• _Provided passage_
--- START ---

Mary Medlicott, Storyteller and Author - Storyworks

Posts Tagged ‘Christmas’

Storytelling Starters : Taking a walk

Saturday, December 4th, 2021

Beginning of December and the mind turns to Christmas. Christmas plans, Christmas cards, Christmas presents, Christmas candles,  it’s potentially a lot to think about. And this year, for some reason or other, I just don’t want to get to do it.

Ah, but what do I want to do instead? Open the back door and walk out into the garden? That’s one thing. All kinds of things are hiding there including plants just beginning to come back to evident life, perhaps in celebration of the colder weather.

Another thing I want to do is snug up and read. I’ve recently got into the mood for it, now I want to do it lots. Already I’ve got a good way with Desperate Remedies, a Thomas Hardy novel I’ve not read before. In fact, it was his first published novel. Now I’m reading it – and enjoying it – as the current choice of my book group. So, there’s an opportunity for me. Not bothering about Christmas presents and what to give to whom. Just snugging up and reading without reference to time or jobs to be done in the house or what to cook for supper.

--- END ---

• _Given task A_
List each Christmas-related thing the December blog post names as something to think about at the start of the month.
• _Given task B_
Please pick up the December blog post after its final sentence and keep writing in the same voice.

• _Provided information_
--- START ---

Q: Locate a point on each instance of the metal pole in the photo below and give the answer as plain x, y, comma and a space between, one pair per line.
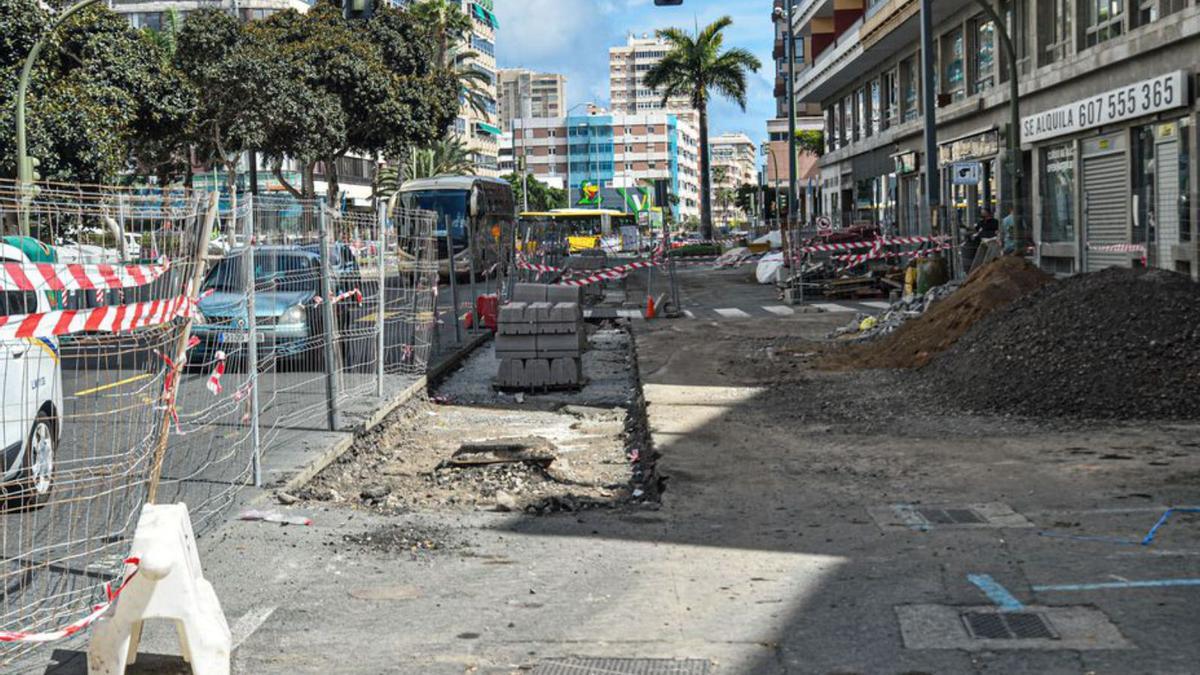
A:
252, 339
24, 165
791, 137
928, 58
328, 317
382, 309
192, 288
454, 285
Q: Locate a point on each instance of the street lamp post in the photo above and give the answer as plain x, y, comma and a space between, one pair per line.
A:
24, 163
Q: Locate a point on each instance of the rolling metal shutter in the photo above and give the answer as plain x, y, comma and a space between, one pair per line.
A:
1107, 209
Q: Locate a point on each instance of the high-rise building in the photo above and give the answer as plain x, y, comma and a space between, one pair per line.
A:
480, 130
619, 154
627, 67
733, 160
527, 94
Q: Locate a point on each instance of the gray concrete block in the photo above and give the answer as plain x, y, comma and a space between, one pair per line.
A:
567, 372
529, 292
537, 374
564, 294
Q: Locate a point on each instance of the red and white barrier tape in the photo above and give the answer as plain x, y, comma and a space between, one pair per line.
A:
113, 318
71, 629
59, 276
214, 383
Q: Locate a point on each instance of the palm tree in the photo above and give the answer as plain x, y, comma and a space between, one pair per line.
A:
694, 66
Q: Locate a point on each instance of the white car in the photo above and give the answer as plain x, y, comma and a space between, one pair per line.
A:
30, 419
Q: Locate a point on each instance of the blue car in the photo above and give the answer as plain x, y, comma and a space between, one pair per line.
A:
289, 321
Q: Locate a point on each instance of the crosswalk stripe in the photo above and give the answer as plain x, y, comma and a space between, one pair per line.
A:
833, 308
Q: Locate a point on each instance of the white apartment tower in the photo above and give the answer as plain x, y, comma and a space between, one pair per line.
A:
627, 67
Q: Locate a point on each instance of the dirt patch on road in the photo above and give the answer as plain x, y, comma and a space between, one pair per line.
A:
988, 290
474, 448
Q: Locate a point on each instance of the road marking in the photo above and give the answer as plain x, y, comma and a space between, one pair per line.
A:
833, 308
114, 384
1149, 584
249, 623
995, 592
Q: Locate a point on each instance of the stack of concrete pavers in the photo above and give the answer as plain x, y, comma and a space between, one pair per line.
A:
541, 339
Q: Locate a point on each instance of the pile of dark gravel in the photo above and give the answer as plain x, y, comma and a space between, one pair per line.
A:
1120, 344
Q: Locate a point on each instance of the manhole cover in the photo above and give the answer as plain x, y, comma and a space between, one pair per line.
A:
951, 517
577, 665
1008, 626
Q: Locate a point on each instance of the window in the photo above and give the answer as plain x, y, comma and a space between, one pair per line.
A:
1054, 30
953, 66
1103, 19
873, 120
909, 83
984, 54
1059, 193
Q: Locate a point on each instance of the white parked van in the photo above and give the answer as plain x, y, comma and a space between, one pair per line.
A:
30, 423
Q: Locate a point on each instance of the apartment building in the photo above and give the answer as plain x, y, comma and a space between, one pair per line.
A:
527, 94
733, 159
618, 154
628, 65
1108, 108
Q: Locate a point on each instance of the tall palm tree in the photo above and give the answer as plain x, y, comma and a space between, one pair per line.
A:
694, 66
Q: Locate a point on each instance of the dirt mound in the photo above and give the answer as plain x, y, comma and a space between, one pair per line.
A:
989, 288
1120, 344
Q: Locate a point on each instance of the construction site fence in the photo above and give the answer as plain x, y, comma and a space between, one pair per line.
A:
156, 344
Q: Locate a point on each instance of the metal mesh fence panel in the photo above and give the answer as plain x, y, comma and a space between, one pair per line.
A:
95, 290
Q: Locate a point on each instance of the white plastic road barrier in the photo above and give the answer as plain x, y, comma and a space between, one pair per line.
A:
168, 585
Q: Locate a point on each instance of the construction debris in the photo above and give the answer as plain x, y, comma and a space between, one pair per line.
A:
1120, 344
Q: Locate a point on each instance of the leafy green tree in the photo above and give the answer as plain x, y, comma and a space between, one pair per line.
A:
541, 197
695, 66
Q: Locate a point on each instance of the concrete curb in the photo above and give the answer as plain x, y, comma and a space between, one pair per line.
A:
430, 378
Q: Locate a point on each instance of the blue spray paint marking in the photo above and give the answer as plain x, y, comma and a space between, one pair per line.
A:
1145, 541
997, 593
1147, 584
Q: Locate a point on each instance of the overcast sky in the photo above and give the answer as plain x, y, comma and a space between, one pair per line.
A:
573, 37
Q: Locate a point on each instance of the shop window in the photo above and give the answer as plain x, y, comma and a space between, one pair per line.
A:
910, 82
1059, 193
953, 66
1054, 30
984, 66
873, 121
1103, 19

--- END ---

• _Reply A_
Christmas plans, Christmas cards, Christmas presents, Christmas candles

• _Reply B_
Or just going for a walk: that’s another available choice. My walking is certainly improving after that horrid fall a few weeks ago. I need to celebrate its return. For not walking is debilitating for someone that normally loves doing it and who does it a lot. Not walking, there are so many things you miss. Fresh air. Changes to the places you pass. Holes in the road. People leaning against pillars chatting. Trees. The feeling of exercising yourself. Noticing things that you pass. And so on and on and on …

Brockwell Park is one of my frequent walks. Hello, Brockwell Park, how are you doing? I do miss you. Maybe I can pay you a short visit this very day. The sky is blue, the weather is good. It would be brilliant to see you again. Mind you, I’ll have to wait for Paul to return from his choir practice prior to the concert they’re giving this evening. For even though it’s not very far, I certainly couldn’t walk all the way over to Brockwell Park just now in order to get started on my walk in the park.  And even as I think about this, I feel a new level of sympathy for people who are housebound for one reason or another, people who are not, as it were, under their own steam.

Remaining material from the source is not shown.